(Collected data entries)

:::

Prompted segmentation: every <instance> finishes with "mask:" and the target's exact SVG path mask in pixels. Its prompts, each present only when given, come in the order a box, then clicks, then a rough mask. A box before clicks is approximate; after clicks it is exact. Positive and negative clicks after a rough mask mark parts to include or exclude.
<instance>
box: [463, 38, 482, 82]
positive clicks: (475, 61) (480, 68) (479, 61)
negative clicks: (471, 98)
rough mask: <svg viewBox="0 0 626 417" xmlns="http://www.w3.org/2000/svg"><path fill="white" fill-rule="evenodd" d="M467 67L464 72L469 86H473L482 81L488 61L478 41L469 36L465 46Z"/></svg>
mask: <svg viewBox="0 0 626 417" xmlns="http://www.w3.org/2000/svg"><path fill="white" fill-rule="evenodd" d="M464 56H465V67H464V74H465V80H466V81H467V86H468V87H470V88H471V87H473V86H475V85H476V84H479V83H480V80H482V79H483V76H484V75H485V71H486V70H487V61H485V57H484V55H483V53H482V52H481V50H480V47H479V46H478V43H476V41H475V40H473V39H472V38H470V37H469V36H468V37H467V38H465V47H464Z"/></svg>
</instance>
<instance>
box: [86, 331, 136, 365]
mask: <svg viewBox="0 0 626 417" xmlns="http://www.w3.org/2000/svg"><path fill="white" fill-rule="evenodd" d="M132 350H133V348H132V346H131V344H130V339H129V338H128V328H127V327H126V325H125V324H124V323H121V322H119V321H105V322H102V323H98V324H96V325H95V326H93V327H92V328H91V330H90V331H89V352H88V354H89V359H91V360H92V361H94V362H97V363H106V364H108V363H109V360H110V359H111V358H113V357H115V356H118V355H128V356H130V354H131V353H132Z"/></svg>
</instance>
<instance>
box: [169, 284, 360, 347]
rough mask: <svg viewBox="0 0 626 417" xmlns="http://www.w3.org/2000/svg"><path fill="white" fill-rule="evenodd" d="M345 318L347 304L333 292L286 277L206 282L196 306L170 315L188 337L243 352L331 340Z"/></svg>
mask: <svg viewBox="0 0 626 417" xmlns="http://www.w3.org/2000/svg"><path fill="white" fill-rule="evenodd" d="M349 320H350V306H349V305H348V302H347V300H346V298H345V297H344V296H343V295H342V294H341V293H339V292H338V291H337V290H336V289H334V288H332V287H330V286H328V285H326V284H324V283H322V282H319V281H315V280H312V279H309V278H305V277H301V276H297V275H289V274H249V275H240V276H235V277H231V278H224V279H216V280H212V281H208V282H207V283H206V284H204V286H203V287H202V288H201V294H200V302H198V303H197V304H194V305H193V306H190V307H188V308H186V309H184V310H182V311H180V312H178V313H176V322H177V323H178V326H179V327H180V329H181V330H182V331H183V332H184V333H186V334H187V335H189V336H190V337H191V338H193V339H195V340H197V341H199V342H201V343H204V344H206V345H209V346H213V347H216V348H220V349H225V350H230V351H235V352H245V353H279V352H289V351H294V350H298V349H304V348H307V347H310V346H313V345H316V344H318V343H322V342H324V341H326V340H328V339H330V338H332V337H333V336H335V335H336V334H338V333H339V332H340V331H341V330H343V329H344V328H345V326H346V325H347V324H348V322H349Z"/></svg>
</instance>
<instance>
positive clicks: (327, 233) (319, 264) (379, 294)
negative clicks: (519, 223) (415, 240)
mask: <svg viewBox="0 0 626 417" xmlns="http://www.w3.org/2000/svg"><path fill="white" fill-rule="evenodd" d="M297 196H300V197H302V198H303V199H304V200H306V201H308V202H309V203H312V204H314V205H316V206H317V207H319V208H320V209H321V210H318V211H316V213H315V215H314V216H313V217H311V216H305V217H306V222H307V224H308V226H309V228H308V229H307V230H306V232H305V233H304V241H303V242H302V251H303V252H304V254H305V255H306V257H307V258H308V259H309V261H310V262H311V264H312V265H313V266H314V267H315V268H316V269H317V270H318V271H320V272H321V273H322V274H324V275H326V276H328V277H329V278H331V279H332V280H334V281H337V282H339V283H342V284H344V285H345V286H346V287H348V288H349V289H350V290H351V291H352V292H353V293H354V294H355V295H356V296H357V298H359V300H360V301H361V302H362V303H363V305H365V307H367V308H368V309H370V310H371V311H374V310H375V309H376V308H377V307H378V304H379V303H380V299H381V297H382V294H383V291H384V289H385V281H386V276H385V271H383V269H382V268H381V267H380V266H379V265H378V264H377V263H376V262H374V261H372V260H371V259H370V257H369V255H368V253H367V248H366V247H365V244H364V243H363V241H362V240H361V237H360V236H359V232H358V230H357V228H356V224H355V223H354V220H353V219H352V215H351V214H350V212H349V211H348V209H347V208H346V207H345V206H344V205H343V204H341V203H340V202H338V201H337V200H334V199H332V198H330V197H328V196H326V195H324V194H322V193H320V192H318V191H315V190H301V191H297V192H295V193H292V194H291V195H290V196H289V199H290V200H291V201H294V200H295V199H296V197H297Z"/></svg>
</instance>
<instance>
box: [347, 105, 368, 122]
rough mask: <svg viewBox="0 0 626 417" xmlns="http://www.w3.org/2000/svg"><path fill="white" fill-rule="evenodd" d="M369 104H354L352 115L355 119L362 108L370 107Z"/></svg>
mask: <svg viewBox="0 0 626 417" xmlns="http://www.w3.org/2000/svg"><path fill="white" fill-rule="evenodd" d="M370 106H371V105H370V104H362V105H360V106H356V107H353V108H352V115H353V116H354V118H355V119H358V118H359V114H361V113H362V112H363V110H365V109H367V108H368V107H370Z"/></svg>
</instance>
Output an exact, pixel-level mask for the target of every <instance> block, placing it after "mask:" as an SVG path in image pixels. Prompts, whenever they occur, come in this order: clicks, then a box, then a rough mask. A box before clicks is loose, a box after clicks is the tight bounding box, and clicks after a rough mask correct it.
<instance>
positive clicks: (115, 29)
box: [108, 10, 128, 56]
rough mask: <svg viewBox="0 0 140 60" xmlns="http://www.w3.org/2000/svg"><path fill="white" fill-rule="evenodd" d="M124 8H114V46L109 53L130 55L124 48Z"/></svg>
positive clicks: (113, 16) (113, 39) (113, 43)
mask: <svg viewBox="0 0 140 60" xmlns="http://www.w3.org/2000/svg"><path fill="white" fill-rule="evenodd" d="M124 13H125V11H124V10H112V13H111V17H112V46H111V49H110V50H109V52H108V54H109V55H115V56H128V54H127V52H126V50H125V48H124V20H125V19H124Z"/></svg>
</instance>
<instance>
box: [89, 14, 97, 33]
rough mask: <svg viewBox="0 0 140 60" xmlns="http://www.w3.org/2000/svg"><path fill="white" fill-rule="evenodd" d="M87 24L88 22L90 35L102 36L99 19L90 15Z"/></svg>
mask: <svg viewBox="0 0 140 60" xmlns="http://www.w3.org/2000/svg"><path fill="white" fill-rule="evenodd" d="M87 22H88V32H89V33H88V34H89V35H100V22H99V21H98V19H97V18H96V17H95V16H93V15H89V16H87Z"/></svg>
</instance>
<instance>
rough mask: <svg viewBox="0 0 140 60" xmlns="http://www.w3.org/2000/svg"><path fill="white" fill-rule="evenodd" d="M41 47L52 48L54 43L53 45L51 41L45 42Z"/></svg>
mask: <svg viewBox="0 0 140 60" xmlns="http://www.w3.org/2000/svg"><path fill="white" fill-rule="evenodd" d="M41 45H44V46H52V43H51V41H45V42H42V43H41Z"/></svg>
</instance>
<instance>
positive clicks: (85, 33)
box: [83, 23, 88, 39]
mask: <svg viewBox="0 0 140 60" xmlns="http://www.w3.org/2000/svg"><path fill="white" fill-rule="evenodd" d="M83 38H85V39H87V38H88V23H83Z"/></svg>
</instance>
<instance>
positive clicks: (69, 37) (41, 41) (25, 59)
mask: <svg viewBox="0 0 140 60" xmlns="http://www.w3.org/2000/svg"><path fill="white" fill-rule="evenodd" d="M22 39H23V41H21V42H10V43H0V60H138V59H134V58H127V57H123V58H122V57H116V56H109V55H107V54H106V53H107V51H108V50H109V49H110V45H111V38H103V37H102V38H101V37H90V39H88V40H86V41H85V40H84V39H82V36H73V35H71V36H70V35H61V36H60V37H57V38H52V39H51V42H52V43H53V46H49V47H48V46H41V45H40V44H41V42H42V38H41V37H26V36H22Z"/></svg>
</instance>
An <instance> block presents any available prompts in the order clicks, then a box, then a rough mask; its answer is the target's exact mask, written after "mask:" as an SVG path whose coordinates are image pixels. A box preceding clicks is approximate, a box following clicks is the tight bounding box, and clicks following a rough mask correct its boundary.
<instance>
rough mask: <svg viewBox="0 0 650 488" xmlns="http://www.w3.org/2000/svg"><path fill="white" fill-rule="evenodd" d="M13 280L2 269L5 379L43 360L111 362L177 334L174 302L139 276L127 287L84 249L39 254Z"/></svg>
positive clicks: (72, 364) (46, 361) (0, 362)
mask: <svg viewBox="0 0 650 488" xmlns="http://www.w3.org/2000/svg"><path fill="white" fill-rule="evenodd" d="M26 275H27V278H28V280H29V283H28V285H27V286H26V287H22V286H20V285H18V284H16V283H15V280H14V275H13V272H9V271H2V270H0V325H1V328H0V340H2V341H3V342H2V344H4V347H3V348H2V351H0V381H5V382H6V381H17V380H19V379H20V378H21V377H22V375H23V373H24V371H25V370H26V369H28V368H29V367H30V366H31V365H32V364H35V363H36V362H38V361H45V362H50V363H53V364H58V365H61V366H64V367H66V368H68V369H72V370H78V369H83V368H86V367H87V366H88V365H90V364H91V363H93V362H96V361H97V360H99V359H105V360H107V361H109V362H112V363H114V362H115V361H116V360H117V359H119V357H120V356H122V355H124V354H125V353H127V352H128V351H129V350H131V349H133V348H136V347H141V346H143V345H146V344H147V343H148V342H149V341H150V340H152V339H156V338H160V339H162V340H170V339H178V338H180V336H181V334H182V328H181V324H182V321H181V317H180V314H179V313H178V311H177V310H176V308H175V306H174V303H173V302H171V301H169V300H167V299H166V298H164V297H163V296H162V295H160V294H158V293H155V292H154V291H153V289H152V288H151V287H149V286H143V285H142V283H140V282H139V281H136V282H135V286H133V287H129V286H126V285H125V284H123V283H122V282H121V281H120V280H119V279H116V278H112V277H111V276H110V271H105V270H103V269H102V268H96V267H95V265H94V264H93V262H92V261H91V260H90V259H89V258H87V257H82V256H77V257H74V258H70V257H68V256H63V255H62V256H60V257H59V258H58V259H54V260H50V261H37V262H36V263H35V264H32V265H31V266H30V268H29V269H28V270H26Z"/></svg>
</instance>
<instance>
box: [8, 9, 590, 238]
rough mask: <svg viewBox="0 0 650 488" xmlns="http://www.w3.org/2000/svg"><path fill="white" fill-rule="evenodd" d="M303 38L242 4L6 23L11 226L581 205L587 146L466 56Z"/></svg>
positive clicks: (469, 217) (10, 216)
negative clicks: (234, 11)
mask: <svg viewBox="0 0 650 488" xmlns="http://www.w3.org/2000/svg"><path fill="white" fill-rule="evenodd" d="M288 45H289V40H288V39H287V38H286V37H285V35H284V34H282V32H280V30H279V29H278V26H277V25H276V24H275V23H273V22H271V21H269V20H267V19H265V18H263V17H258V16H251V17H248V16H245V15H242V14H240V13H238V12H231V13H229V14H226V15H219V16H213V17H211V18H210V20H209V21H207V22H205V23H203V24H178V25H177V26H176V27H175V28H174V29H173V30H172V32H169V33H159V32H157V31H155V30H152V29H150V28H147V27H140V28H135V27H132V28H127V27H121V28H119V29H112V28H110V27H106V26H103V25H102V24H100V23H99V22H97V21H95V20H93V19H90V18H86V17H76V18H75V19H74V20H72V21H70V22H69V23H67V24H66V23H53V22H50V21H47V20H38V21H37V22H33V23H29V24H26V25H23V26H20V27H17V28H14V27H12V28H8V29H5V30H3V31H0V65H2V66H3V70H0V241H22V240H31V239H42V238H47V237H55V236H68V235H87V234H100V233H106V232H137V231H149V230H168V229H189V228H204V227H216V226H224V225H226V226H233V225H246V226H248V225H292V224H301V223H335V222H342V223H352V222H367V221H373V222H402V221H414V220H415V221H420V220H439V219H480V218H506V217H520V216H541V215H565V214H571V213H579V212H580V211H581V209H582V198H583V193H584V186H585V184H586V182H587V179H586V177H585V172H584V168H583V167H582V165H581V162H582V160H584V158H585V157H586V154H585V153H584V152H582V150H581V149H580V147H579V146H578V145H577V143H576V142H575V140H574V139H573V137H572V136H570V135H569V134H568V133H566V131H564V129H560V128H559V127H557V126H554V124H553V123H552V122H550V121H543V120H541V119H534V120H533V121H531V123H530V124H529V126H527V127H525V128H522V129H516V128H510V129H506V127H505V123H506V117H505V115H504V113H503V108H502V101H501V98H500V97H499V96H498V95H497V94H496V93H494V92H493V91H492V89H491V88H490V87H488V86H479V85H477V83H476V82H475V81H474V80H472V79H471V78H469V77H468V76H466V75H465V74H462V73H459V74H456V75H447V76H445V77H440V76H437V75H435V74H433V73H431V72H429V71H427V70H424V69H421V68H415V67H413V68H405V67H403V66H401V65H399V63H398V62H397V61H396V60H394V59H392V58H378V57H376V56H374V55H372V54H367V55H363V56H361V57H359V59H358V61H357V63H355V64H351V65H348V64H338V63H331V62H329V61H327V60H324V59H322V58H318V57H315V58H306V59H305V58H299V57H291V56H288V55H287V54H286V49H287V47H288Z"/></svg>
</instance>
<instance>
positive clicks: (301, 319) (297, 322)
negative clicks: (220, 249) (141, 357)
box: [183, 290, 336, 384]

:::

• [WORK ITEM]
Every line above that holds the word "target" needs to be copied.

• [WRITTEN ANSWER]
Prompted segmentation: every <instance> finishes with "mask:" and the target's exact SVG path mask in pixels. Its prompts, each present only when given, come in the order a box, then clicks, then a rough mask. A box before clicks is approximate; after clicks it is exact. Positive and negative clicks after a rough mask mark parts to include or exclude.
Output an exact, pixel-level mask for the target of every <instance> block, placing it after "mask:" as an SVG path in image pixels. Prompts, whenever they occur, come in this order: clicks, then a box, then a rough mask. A box before clicks is loose, a box after clicks is the tight bounding box, and clicks after a rough mask correct it.
An <instance> block presents any available prompts in the order clicks, then a box, then a rough mask; its answer is the target's exact mask, written after "mask:" as an SVG path whose coordinates are image pixels. A box preceding clicks is approximate, a box following clicks is the tight bounding box, and clicks following a rough mask correct its boundary.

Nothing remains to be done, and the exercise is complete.